◆ **Request**: Update the data lines between the one holding "Task: Where can the gravel" and the one holding "[[243, 321]]", inclusive, swapping "JSON array" for "JSON list" and keeping everything else the same.

Entries from a point annotation set
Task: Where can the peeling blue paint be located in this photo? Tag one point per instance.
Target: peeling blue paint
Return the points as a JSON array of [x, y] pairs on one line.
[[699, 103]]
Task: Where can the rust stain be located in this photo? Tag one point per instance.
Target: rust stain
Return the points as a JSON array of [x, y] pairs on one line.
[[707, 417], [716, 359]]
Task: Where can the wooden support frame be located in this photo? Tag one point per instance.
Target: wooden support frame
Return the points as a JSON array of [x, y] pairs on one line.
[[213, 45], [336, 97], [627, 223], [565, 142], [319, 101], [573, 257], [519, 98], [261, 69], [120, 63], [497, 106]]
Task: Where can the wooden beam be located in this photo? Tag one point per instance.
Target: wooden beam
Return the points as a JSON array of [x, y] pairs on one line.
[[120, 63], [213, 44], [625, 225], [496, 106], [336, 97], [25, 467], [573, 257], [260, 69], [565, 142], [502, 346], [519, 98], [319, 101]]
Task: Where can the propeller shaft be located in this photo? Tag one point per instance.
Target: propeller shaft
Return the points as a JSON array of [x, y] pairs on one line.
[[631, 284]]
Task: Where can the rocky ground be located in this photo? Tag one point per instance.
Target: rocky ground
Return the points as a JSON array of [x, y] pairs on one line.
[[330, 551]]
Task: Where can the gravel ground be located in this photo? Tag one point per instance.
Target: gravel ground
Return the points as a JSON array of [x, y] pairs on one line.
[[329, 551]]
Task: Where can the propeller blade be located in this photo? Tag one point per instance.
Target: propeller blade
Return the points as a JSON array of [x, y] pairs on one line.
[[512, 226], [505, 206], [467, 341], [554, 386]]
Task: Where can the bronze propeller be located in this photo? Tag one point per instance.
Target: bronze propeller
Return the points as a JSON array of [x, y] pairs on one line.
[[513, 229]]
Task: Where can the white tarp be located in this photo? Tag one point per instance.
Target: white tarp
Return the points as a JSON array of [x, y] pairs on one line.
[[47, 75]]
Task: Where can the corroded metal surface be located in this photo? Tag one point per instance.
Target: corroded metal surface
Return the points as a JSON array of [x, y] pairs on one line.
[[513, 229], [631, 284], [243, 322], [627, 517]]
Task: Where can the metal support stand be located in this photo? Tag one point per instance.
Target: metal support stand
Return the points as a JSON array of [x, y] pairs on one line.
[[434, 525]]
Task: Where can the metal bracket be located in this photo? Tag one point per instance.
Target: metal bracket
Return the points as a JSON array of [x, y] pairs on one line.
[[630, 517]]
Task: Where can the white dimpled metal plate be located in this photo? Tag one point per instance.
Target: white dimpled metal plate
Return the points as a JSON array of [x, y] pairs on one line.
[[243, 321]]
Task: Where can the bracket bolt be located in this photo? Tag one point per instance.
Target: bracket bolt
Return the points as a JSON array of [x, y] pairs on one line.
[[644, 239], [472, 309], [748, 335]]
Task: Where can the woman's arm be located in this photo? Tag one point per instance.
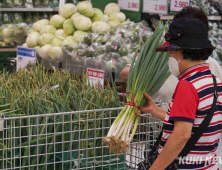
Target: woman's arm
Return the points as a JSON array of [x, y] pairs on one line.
[[174, 145], [152, 108]]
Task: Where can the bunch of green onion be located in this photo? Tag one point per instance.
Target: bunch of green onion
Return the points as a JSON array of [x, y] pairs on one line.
[[39, 92], [148, 74]]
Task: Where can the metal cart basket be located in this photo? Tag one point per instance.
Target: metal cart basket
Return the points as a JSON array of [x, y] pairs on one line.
[[70, 141]]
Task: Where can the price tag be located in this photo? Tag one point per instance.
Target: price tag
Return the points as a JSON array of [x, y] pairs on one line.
[[177, 5], [26, 58], [1, 125], [95, 77], [129, 5], [155, 6]]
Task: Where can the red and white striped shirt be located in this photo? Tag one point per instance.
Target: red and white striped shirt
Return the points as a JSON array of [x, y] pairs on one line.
[[192, 99]]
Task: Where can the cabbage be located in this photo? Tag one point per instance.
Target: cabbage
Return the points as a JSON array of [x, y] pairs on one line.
[[67, 10], [60, 34], [57, 21], [85, 8], [105, 18], [32, 39], [43, 51], [114, 23], [98, 15], [82, 23], [37, 26], [111, 8], [79, 36], [118, 16], [68, 27], [70, 41], [100, 27], [37, 48], [45, 39], [48, 29], [57, 42], [56, 54], [75, 15], [8, 31]]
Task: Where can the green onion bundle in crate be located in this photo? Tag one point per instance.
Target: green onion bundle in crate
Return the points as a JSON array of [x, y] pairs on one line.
[[148, 74], [39, 92]]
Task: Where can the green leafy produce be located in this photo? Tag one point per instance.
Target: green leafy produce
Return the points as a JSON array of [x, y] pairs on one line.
[[69, 41], [45, 39], [85, 8], [82, 23], [114, 23], [32, 39], [88, 39], [79, 36], [37, 26], [118, 16], [100, 27], [123, 51], [57, 21], [60, 33], [68, 27], [67, 10], [98, 15], [148, 75], [111, 8], [48, 29], [57, 42]]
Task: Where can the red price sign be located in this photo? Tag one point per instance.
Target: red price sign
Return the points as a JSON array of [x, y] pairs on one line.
[[155, 6], [132, 5], [129, 5], [177, 5]]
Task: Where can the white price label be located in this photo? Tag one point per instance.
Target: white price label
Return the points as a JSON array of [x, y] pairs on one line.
[[155, 6], [177, 5], [26, 58], [129, 5]]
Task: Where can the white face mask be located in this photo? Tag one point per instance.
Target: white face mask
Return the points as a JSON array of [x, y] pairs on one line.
[[174, 66]]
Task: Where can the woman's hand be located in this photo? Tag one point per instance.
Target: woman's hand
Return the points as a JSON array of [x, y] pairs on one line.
[[150, 106]]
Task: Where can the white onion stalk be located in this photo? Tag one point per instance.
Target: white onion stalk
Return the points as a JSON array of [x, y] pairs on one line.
[[148, 75]]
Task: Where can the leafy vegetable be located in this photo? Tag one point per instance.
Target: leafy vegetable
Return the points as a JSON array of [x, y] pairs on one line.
[[39, 24], [111, 8], [57, 21], [82, 23], [100, 27], [85, 8], [67, 10], [79, 36], [48, 29], [98, 15], [32, 39], [68, 27]]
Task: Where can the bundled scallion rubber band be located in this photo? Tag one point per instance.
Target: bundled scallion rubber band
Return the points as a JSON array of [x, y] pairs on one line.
[[149, 73]]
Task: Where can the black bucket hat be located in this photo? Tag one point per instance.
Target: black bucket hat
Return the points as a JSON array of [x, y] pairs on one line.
[[186, 33]]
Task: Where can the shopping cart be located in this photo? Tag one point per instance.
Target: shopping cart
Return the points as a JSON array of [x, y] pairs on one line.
[[70, 141]]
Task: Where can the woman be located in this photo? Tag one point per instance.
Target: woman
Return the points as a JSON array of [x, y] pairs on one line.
[[166, 91], [189, 48]]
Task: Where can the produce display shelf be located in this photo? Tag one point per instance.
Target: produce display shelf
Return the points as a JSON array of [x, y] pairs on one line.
[[170, 17], [8, 49], [27, 9]]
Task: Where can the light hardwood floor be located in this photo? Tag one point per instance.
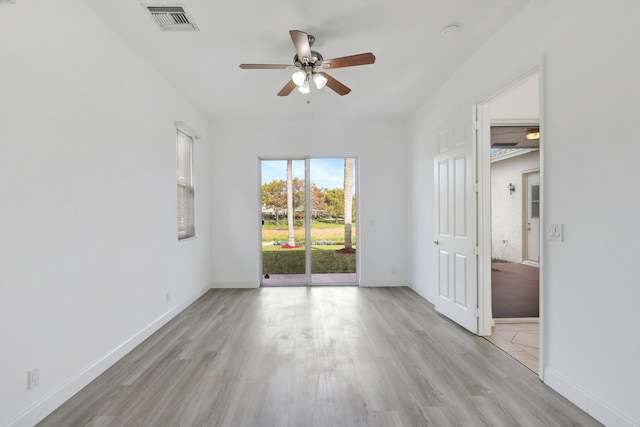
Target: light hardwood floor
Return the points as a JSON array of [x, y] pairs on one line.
[[520, 341], [326, 356]]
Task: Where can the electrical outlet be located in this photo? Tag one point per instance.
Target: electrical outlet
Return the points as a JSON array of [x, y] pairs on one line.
[[555, 232], [33, 378]]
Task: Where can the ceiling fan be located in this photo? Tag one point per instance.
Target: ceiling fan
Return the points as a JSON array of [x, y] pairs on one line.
[[310, 65]]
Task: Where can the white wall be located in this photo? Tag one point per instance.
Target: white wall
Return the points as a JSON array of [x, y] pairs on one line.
[[381, 151], [88, 220], [506, 206], [591, 98]]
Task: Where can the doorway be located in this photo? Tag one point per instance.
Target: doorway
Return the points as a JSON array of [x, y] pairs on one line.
[[510, 214], [531, 231], [308, 215]]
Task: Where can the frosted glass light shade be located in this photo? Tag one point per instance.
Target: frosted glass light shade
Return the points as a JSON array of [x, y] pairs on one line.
[[299, 77], [319, 80], [304, 87]]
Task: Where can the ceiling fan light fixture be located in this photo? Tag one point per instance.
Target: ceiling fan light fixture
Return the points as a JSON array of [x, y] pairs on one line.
[[299, 77], [319, 80], [304, 87]]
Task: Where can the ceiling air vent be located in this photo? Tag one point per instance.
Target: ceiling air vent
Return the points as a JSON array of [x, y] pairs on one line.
[[171, 18]]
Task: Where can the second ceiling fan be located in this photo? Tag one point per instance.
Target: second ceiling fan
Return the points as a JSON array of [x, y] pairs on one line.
[[310, 65]]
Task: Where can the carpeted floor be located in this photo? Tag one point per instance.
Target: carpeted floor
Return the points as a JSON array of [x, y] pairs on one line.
[[515, 290]]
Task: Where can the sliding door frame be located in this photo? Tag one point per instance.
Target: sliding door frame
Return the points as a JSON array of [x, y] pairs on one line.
[[307, 217]]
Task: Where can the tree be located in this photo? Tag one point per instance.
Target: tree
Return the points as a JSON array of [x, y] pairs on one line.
[[290, 211], [334, 200], [348, 201], [317, 200], [274, 197]]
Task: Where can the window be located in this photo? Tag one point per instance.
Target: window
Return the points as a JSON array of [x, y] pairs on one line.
[[186, 226], [535, 201]]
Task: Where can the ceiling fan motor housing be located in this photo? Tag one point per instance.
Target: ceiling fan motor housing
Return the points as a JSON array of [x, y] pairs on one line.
[[316, 60]]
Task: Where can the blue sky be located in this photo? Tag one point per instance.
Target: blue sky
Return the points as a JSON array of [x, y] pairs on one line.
[[325, 173]]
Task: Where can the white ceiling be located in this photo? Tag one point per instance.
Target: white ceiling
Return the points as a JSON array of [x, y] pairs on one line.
[[413, 57]]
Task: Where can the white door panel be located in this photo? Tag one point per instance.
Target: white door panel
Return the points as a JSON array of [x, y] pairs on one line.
[[532, 229], [455, 234]]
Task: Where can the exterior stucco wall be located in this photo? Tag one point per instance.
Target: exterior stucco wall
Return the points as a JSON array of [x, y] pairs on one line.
[[507, 207]]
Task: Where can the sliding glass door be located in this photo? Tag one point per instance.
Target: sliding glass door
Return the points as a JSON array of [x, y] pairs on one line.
[[308, 218]]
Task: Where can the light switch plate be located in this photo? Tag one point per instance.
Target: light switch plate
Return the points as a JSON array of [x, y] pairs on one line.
[[555, 232]]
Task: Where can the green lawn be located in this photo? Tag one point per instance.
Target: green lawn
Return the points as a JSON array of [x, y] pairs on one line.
[[324, 259]]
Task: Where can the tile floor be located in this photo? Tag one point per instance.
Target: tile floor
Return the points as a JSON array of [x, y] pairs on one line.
[[519, 340]]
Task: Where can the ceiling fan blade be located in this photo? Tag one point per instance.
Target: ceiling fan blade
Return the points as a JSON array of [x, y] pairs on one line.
[[266, 66], [301, 42], [349, 61], [335, 85], [287, 89]]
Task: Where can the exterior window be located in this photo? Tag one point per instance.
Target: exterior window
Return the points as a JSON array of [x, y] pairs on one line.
[[186, 226], [535, 201]]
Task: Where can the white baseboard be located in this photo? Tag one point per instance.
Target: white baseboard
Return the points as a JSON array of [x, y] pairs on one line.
[[52, 400], [516, 320], [380, 284], [235, 285], [587, 402]]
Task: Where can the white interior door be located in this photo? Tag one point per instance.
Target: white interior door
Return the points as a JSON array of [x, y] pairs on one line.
[[532, 225], [456, 227]]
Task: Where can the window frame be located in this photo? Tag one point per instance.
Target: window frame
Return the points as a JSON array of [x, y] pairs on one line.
[[186, 218]]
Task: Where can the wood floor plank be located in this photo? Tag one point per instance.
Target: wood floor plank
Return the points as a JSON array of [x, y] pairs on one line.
[[326, 356]]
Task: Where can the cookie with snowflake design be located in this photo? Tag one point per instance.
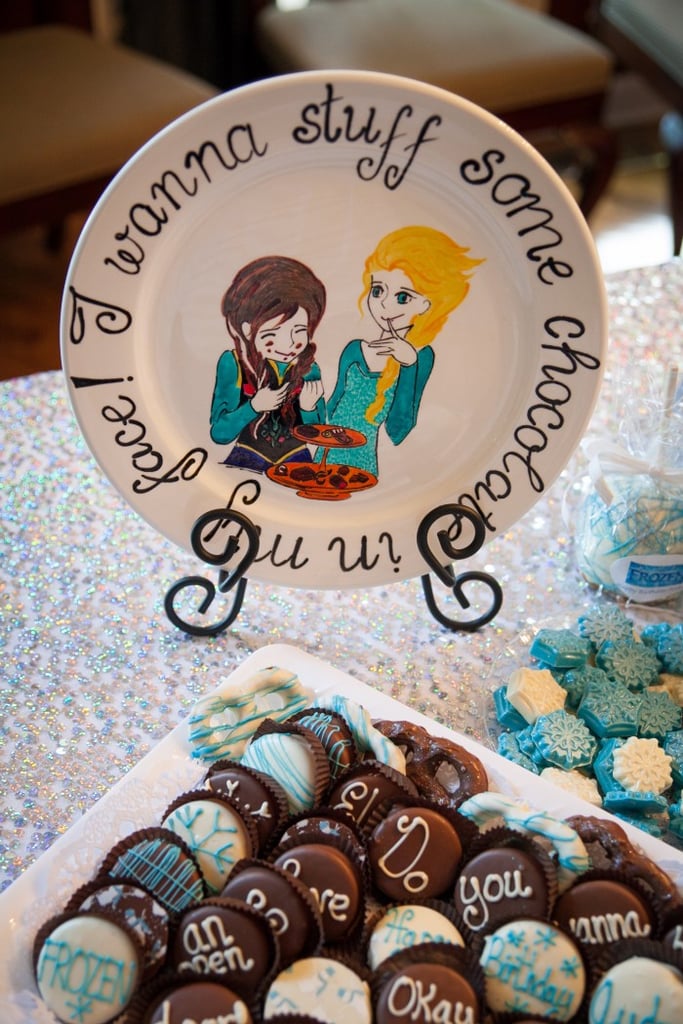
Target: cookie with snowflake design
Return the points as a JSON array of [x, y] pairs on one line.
[[642, 765], [609, 709], [633, 664], [519, 953], [673, 745], [564, 740], [605, 622], [658, 715]]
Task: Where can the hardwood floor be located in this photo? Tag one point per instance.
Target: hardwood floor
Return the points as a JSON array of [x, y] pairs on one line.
[[630, 225]]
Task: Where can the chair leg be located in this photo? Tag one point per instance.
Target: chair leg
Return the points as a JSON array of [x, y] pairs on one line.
[[601, 152], [671, 133]]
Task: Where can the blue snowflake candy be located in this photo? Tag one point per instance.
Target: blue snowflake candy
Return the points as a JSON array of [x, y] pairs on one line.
[[650, 634], [564, 740], [673, 745], [658, 715], [603, 765], [605, 622], [609, 709], [633, 664]]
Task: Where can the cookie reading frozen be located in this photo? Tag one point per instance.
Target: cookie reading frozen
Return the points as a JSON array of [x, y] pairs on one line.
[[531, 965], [87, 967]]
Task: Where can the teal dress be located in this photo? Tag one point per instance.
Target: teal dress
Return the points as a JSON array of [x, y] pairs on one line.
[[355, 390], [232, 418]]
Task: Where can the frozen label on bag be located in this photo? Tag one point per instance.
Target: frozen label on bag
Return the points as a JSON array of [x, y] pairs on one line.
[[649, 578]]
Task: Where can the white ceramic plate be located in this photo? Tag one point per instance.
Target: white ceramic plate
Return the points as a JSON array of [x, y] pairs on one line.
[[319, 168], [139, 799]]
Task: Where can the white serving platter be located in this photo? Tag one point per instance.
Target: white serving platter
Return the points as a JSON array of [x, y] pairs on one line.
[[141, 796]]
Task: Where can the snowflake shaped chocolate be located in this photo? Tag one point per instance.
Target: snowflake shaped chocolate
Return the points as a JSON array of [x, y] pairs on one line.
[[609, 709], [603, 623], [633, 664], [642, 765], [658, 715], [564, 740]]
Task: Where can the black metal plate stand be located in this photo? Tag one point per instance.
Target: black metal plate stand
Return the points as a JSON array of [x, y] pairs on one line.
[[446, 535]]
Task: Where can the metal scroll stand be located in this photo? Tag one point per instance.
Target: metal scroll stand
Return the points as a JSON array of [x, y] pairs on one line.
[[442, 539]]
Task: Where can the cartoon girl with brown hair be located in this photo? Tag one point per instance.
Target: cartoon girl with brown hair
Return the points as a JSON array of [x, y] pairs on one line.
[[269, 382], [413, 281]]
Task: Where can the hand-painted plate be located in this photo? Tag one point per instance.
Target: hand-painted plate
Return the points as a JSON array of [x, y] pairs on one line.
[[343, 249]]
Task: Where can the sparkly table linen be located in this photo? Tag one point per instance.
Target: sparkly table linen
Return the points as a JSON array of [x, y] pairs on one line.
[[94, 674]]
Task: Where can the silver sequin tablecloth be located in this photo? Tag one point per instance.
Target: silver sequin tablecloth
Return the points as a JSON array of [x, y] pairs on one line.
[[93, 673]]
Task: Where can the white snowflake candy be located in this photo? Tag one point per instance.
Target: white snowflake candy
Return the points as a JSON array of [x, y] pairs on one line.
[[642, 765], [534, 692]]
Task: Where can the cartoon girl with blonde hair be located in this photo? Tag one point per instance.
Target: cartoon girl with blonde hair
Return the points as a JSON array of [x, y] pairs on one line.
[[413, 282]]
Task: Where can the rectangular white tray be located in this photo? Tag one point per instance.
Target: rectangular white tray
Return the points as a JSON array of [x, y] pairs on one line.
[[139, 799]]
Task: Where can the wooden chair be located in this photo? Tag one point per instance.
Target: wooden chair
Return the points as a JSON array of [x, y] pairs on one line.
[[73, 110], [541, 75], [648, 38]]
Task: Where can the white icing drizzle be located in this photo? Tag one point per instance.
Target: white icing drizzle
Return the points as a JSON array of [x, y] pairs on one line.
[[572, 857], [222, 724], [367, 737]]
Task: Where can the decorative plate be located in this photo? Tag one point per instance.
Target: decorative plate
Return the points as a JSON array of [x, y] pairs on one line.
[[324, 252], [139, 799]]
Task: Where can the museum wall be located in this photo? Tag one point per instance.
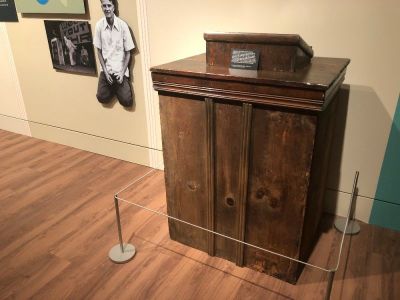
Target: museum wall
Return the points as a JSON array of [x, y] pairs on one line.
[[364, 31], [12, 107], [62, 107]]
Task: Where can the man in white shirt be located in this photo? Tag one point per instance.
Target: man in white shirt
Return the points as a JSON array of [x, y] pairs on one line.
[[114, 43]]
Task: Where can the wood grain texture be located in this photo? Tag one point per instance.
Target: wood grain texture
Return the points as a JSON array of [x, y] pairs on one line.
[[58, 224], [184, 133]]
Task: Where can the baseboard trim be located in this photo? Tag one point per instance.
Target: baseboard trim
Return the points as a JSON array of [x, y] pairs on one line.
[[112, 148], [15, 125]]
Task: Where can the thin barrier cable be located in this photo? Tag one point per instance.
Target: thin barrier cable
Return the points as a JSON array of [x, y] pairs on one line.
[[245, 243], [81, 132]]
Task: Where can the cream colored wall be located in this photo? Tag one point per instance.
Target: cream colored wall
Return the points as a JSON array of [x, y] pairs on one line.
[[68, 103], [364, 31], [12, 108]]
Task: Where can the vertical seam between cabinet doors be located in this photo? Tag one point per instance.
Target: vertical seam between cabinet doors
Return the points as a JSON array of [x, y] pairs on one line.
[[243, 179], [210, 173]]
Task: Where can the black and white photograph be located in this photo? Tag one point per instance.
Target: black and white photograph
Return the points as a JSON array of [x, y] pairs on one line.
[[115, 45], [70, 45]]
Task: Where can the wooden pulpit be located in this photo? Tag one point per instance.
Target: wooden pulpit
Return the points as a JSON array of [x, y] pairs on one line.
[[246, 148]]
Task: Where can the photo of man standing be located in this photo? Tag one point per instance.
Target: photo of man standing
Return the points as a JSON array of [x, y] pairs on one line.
[[114, 44]]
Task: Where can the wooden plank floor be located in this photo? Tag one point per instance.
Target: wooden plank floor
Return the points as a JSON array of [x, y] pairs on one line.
[[57, 224]]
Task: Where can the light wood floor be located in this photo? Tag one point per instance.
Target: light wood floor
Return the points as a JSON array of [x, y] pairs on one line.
[[57, 224]]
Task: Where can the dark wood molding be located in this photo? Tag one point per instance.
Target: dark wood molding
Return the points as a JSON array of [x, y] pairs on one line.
[[243, 180], [260, 38], [210, 173], [278, 101]]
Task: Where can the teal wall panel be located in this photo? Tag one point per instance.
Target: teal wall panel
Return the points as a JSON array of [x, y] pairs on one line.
[[386, 207]]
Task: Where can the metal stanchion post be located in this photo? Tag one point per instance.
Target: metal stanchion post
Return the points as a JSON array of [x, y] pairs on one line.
[[340, 223], [331, 276], [121, 253]]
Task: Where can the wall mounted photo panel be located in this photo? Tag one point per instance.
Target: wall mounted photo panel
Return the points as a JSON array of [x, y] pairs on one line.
[[51, 6], [70, 45], [8, 12]]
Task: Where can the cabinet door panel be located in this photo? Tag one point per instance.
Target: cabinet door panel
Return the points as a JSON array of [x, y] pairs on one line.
[[228, 124], [183, 125], [280, 161]]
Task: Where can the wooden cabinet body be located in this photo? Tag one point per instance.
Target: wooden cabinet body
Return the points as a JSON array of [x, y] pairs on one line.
[[246, 154]]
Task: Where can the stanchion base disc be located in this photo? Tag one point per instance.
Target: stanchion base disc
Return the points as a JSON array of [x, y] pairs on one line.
[[119, 257], [352, 228]]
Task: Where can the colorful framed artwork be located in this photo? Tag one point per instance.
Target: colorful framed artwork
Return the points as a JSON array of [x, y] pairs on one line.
[[8, 12], [51, 6]]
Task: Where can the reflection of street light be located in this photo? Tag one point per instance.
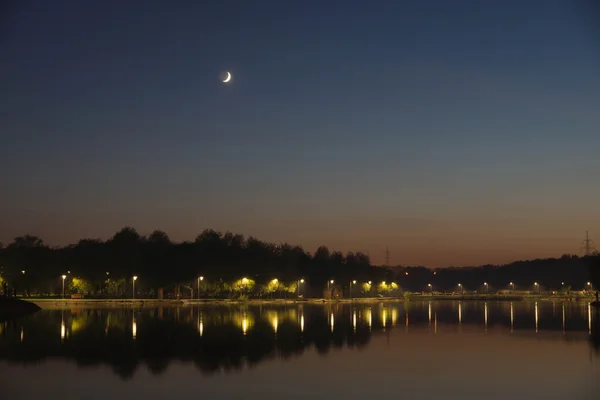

◆ **Task answer**:
Task: Where can the gravel ground be located in this photo? Tag one point per instance.
Target: gravel ground
Return the points as a JSON list of [x, y] pairs on one line.
[[329, 551]]
Task: Where can the propeller blade be located in this photo? Tag one point per instance.
Target: propeller blade
Return the points as a JSON list of [x, y] pairs on one line.
[[512, 226], [505, 206], [467, 341], [554, 386]]
Task: Where can the bronze propeller be located in this photo? Tag one point per instance.
Target: bronze propeller
Return the points as a JSON list of [x, y] pairs on one line.
[[513, 229]]
Task: Where can the white tarp be located in this photo? Tag one point per instance.
Target: white tarp
Return the points as a JSON list of [x, y] pairs on one line.
[[47, 75]]
Task: Where can the corroded metal surface be located in this photo? Tag one point per instance.
Target: corroded metal surface
Return the points as a JSON list of [x, y] pairs on one line.
[[513, 229], [631, 284], [243, 322], [627, 517]]
Task: Where can the metal support stand be located in this photo? Tag one point per instance.
Target: metal support stand
Return the points as a JSON list of [x, y] pairs on one line.
[[434, 525]]
Task: Where can the metal bracket be located in this photo? Tag one point per instance.
Target: metal bracket
Return the points as a JSON list of [x, y] pairs on one line.
[[630, 517]]
Task: Where can the white dimpled metal plate be located in this photo? Tag one point per instance.
Target: white dimpled metal plate
Return the points as a JSON list of [x, y] pairs on one line.
[[243, 321]]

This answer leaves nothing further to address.